#### Document segment

Some of my in-laws were refugees from Eastern Europe after WW2. They were forced out of their houses and forced to march to…Austria and then Italy. They love Australia. They have raised QCs, doctors and other professionals. One became Managing Director of a major Australian company. For me, they gave me an insight into the many sides of refugees’ lives and the impact on their futures and a perspective on the current refugee crisis.

I hate to admit it but I went from being a supporter of boat refugees to Australia to being reluctantly in favour of ‘stop the boats’, as the number increased dramatically. My belief is that we should not encourage boat or illegal refugees, but we should take in generous quotas of refugees from camps just outside the countries they flee from.

Right now we have a global refugee crisis, not just a Syrian refugee crisis. It is the worst since WW2 and maybe even worse. The Guardian estimates that there are over 200million displaced people seeking new homes. These people come not just from Syria but also from Iraq, Afghanistan, Iran, Libya, Sudan, Ethiopia, Nigeria, Cambodia, Sri Lanka and no doubt several other countries. Thomas Friedman says that the world is splitting into two: a world of order and a world of disorder. And being exposed to global communications, people increasingly want to move to the world of order…which includes Australia and probably your country.

A picture that changed the world                        

For months and months we have been shown pictures of refugees drowning at sea – off Australia, off Asian countries, off Italy, off Turkey, off Greece and more. We were mostly upset, but unmoved. Little action followed. Yet recently a picture of one dead child washed up on a beach triggered a massive change in response, particularly in parts of Europe and in some other countries, at the personal level and also for some governments. Suddenly, we are welcoming refugees. We are feeding them, housing them, settling them, collecting money and goods for them. Leading the way, Germany says it will take 800,000 a year. The EU proposes fixed quotas for 120,000. Australia offers to take 12,000 for one year. The US offers to take 5,000.

A longer term view                                                                                                             

But, unfortunately, this is not sustainable in the long run. Even 1-2 million a year will not make a dent in 200 million refugees. Worse, opening borders to refugees motivates even more from the worlds of disorder to try to enter the world of order. What would you do if you were a rational person living in a world of disorder?

The short, short term

And so, in less than 10 days, the open welcome of Germany and Austria for Syrian refugees has become a world of border controls – unheard of in the EU for decades – as the human tide of would be immigrants sweeps in. And Hungary adopts the Australian approach of ‘stop the illegals’ – razor wire fences, helicopters, new laws, dogs, police, arrests, detention, treat illegal immigrants very badly in camps, return them to the country of origin. Meanwhile refugees continue to pour into Italy, Greece, Jordan, Lebanon and Turkey. (Question: why are ‘Syrians’ suddenly in favour compared with refugees from all the other countries?)

########

- _Direction 1_:
For the refugee piece, decide whether each statement agrees with it, answering yes or no and quoting the deciding words: (a) Australia offers to take 12,000 refugees for one year; (b) Germany says it will take 120,000 refugees a year; (c) The Guardian estimates that over 200 million displaced people are seeking new homes.
The refugee piece and the entries that come next have nothing to do with each other.

#### Items

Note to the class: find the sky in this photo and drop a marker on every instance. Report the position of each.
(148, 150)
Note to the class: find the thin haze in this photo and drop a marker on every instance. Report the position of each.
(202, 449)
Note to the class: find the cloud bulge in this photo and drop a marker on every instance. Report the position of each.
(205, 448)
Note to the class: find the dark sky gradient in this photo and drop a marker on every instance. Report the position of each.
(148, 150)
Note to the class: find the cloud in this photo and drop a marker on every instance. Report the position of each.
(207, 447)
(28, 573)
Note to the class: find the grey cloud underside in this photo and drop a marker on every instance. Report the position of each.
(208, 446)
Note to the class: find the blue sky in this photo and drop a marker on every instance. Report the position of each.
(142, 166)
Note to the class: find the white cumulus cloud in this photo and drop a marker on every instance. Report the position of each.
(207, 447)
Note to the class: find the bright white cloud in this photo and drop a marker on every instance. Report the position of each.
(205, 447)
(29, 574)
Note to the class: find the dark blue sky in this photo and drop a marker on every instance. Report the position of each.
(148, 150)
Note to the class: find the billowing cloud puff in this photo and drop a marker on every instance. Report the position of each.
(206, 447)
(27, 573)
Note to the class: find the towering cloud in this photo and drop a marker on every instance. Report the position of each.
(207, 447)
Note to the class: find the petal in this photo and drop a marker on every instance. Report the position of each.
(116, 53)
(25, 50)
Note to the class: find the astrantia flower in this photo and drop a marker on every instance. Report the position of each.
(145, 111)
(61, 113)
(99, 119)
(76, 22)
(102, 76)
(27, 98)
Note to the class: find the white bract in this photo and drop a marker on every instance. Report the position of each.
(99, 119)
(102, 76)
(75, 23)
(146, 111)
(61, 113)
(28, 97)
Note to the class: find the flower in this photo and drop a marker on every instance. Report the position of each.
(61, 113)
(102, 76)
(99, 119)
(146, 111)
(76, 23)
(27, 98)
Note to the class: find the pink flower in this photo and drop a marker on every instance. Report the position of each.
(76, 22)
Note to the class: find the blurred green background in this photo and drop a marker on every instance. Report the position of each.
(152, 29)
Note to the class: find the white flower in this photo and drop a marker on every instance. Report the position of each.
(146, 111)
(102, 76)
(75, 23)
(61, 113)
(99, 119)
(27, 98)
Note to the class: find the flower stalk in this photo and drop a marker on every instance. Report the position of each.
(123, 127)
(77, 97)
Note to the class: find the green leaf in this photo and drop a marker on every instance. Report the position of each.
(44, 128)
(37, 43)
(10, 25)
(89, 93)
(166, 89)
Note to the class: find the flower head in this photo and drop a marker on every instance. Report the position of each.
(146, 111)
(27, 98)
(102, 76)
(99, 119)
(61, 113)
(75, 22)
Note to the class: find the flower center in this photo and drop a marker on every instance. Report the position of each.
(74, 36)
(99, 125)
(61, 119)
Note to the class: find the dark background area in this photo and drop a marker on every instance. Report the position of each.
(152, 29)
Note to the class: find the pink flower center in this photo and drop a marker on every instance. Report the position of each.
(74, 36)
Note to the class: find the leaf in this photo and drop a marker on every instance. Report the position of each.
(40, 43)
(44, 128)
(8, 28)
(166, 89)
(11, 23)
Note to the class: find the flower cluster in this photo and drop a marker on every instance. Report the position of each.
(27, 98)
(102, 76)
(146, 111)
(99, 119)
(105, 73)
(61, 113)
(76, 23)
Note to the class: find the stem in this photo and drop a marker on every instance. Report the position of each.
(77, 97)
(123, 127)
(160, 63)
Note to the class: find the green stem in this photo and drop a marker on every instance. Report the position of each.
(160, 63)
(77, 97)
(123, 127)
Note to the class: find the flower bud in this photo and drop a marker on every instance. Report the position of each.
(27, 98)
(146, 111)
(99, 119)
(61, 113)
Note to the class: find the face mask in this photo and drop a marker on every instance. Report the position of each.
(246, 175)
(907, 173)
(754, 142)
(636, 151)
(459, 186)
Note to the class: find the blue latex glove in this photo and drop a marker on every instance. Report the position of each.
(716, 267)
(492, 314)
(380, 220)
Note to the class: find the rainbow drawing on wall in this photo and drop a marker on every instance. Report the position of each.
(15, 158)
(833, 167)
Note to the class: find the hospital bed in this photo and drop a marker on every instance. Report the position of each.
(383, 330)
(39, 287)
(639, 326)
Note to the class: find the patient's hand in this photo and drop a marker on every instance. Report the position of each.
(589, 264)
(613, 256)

########

- _Direction 2_:
In the entries, swap "drop a marker" for "place a pin" in the lines from the one containing "Note to the class: find the green leaf" through the end of the entries, leaving everything else unchanged. Give back only those lines.

- _Correct answer 1_:
(a) Yes: "Australia offers to take 12,000 for one year."
(b) No: "Germany says it will take 800,000 a year."
(c) Yes: "The Guardian estimates that there are over 200million displaced people seeking new homes."

- _Correct answer 2_:
Note to the class: find the green leaf in this photo and place a pin on every instance. Report the position of each.
(44, 128)
(37, 43)
(10, 25)
(89, 93)
(166, 89)
Note to the class: find the flower head in this photo and place a pin on every instance. Report the position of each.
(146, 111)
(27, 98)
(102, 76)
(99, 119)
(61, 113)
(75, 22)
Note to the class: find the flower center in this photo and place a pin on every instance. Report the position of each.
(74, 36)
(99, 125)
(61, 119)
Note to the class: find the dark background area in this photo and place a pin on every instance. Report the position of each.
(152, 29)
Note to the class: find the pink flower center in this photo and place a pin on every instance. Report the position of each.
(74, 36)
Note to the class: find the leaf in this photo and place a pin on every instance. Report the position of each.
(40, 43)
(44, 128)
(8, 28)
(166, 89)
(11, 23)
Note to the class: find the flower cluster in this photo and place a pin on every instance. Report the position of each.
(27, 98)
(102, 76)
(146, 111)
(99, 119)
(105, 73)
(61, 113)
(76, 23)
Note to the class: find the stem in this photo and place a pin on every instance. Report the position of each.
(77, 97)
(123, 127)
(160, 63)
Note to the class: find the green stem in this photo and place a pin on every instance. Report the position of each.
(160, 63)
(77, 97)
(123, 127)
Note to the class: find the flower bud in this photo and place a pin on every instance. Report the position of each.
(27, 98)
(146, 111)
(99, 119)
(61, 113)
Note to the class: find the face mask in this photo and place a pin on every instance. Report the position of each.
(246, 175)
(907, 173)
(754, 142)
(636, 151)
(459, 186)
Note to the class: find the blue latex glove in this photo and place a pin on every instance. Report the position of each.
(716, 267)
(492, 314)
(380, 220)
Note to the class: find the rainbow drawing on wall in this photo and place a pin on every instance. Report the position of each.
(15, 158)
(833, 167)
Note to the class: find the hospital bed in this photo and place a pin on every instance. Report the position of each.
(383, 330)
(39, 287)
(639, 326)
Note to the class: find the patient's hand in this photo and place a pin on every instance. Report the position of each.
(589, 264)
(613, 256)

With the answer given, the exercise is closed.